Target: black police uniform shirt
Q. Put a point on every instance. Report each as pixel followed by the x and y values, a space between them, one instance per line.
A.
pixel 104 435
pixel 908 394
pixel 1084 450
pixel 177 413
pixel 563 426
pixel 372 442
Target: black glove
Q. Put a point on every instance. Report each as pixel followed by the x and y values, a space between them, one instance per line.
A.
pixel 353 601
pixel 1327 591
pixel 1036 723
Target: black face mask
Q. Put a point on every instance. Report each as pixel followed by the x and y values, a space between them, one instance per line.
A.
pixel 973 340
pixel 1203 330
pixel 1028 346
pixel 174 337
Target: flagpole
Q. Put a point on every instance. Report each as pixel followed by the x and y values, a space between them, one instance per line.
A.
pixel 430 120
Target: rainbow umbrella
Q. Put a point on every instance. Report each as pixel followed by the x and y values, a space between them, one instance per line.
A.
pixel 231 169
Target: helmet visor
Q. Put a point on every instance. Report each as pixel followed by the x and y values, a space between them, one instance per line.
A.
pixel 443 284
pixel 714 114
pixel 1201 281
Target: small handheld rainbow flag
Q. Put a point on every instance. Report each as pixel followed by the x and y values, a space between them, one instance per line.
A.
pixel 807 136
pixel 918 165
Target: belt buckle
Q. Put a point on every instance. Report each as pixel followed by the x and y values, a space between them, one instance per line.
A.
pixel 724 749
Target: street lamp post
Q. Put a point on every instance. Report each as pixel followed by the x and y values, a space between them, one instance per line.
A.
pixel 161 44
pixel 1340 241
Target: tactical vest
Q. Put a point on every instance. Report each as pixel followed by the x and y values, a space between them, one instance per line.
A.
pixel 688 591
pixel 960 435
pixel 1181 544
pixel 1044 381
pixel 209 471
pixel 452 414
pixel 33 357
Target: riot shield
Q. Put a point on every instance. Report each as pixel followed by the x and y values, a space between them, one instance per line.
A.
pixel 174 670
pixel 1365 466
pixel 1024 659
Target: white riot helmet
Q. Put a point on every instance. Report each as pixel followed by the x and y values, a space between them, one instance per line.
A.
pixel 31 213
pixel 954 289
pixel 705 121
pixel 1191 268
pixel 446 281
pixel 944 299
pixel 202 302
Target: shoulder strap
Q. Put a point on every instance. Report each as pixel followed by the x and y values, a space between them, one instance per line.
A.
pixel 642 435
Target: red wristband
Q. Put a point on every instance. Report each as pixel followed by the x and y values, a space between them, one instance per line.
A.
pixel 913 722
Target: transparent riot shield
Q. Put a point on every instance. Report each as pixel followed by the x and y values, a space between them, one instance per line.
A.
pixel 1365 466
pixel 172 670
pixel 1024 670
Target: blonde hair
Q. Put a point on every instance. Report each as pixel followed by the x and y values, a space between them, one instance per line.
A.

## Exercise
Line by line, give the material above again exactly.

## The completed task
Target: black police uniform shirt
Q. Put a point on every instance. Report each as pixel followed by the x and y values, a space between them, one instance per line.
A.
pixel 104 435
pixel 908 394
pixel 1084 450
pixel 177 413
pixel 563 426
pixel 372 442
Target: black glove
Q. Put a point on every instance. Report each as pixel followed by the x and y values, a space between them, one instance per line.
A.
pixel 353 601
pixel 1327 591
pixel 1036 723
Target: black face mask
Q. Put a point on every instance. Report each as pixel followed by the x and y values, a space between them, one instance per line.
A.
pixel 973 340
pixel 1203 330
pixel 1028 346
pixel 174 337
Target: flagpole
Q. Put a point on every instance. Report each as pixel followed by the x and y values, a space between them, one instance per line.
A.
pixel 430 120
Target: rainbow umbrella
Q. Put a point on every instance. Report each as pixel followed by the x and y values, a space between them, one instance per line.
A.
pixel 231 169
Target: helmet visor
Q. Put a point on every instance. Report each as pixel followed by the x and y values, a space between them, one instance per line.
A.
pixel 443 284
pixel 714 114
pixel 1201 281
Target: small handheld rainbow flag
Q. Put a point on every instance. Report each as pixel followed by the x and y values, a space between them, one instance per line.
A.
pixel 807 136
pixel 918 165
Target: belt buckle
Q. Put a point on every instance. Report each as pixel followed by the x and y values, a space between them, one instance per line.
A.
pixel 724 749
Target: street lamp post
Q. Put a point on every instance. Report each as pixel followed by the x and y values, a space between them, one instance per line.
A.
pixel 161 44
pixel 1340 241
Target: tactical vest
Q. Put a point on every instance. Report each as pixel followed by the x and y values, a space between them, one instance per line.
A.
pixel 688 591
pixel 960 435
pixel 1181 544
pixel 1044 381
pixel 209 471
pixel 452 414
pixel 33 357
Target: riot shield
Q. Put a point on every instance. Report each as pixel followed by the x and y values, a space between them, one instance per line.
A.
pixel 174 670
pixel 1365 466
pixel 1024 659
Target: white riot helmet
Q. Put a point on every instance. Report each as pixel followed by the x and y values, a space between them, one instance per line.
A.
pixel 31 213
pixel 954 289
pixel 705 121
pixel 1191 268
pixel 446 281
pixel 944 299
pixel 202 302
Target: shoulder strap
Q. Put a point on every instance. Report each as pixel followed by the x and y values, a space between them, one instance per line.
A.
pixel 642 435
Target: red wristband
Q. Put a point on every instance. Report each as pixel followed by the x and y values, a space between them, one instance per line.
A.
pixel 913 722
Target: transparent riot shield
Q. Put a point on every instance. Report each as pixel followed by the x and y values, a space between them, one instance per line.
A.
pixel 1365 466
pixel 172 670
pixel 1024 670
Target: blonde hair
Q. Put a point on every instance. Report each as pixel followed by the x and y values, a space between them, one instance per line.
A.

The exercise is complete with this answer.